• [Data for processing]
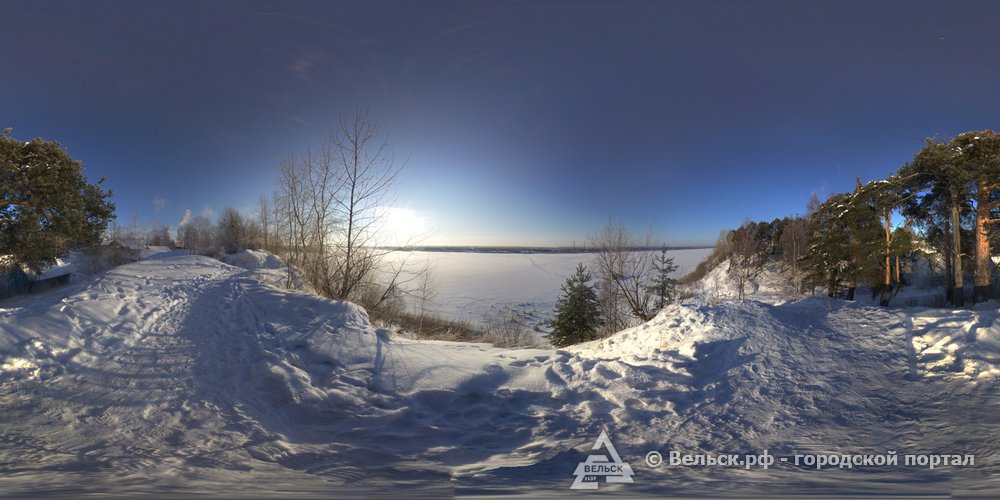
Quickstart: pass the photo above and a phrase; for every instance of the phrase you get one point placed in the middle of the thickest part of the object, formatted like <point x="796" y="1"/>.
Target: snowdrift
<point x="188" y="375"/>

==

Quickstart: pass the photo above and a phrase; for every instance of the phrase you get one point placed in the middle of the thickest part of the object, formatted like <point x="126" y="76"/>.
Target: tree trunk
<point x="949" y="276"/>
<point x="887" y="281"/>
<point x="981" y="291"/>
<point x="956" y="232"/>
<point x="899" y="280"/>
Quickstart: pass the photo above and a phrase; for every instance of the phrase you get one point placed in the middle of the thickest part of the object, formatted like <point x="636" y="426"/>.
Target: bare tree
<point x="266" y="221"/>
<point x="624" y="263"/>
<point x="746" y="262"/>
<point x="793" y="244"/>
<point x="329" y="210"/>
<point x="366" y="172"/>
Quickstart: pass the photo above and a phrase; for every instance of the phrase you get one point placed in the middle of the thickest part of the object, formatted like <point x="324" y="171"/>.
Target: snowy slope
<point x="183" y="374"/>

---

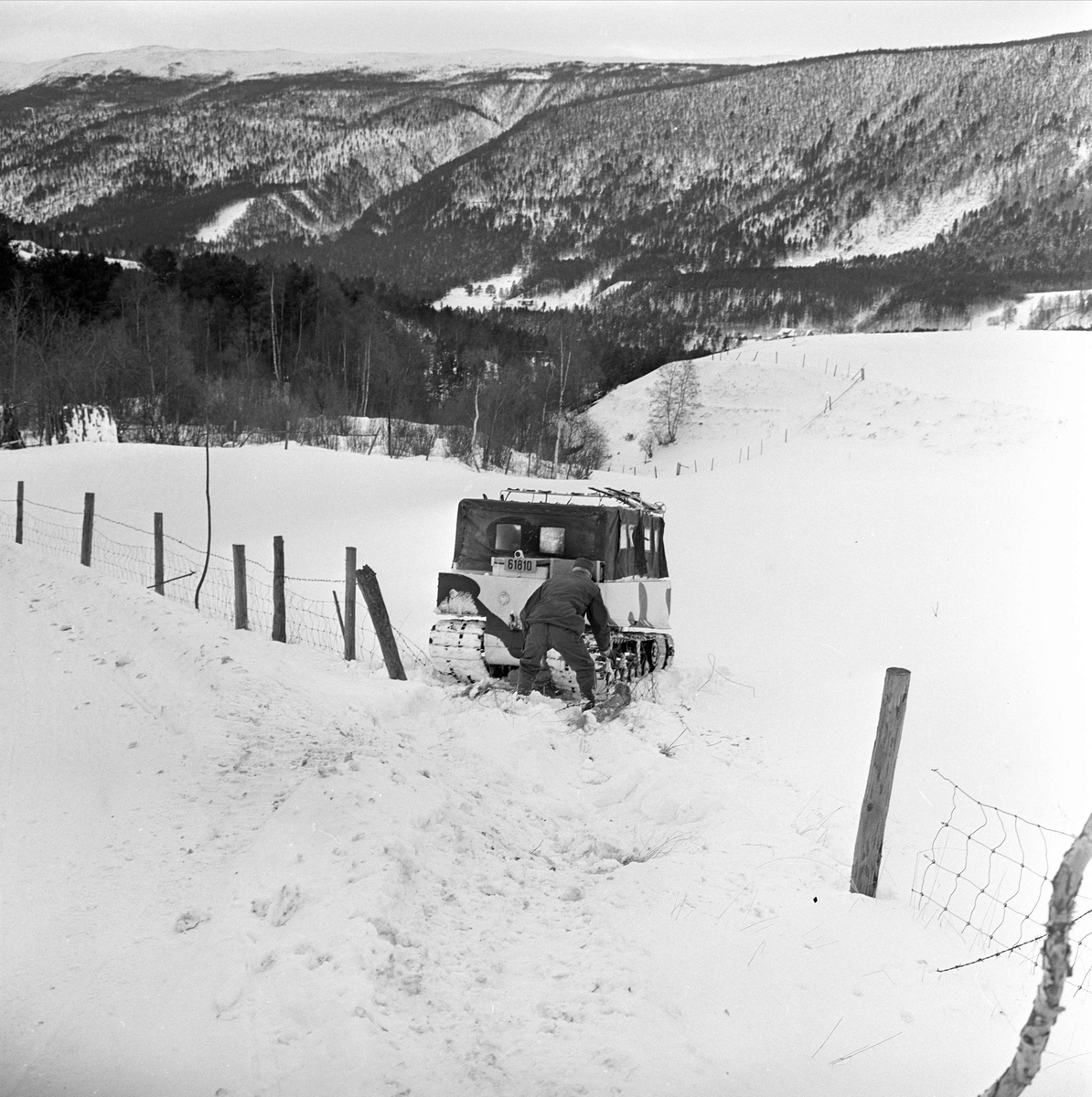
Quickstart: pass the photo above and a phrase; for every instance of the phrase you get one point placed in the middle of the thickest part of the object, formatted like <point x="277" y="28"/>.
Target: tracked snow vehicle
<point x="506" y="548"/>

• [Task to complete]
List each line from the rows above that contains the string "Target", matching case exactly.

• [Correct answer]
Target: snowdrift
Target: tree trunk
Target: bare tree
Target: snowy slope
Target: tracked snow vehicle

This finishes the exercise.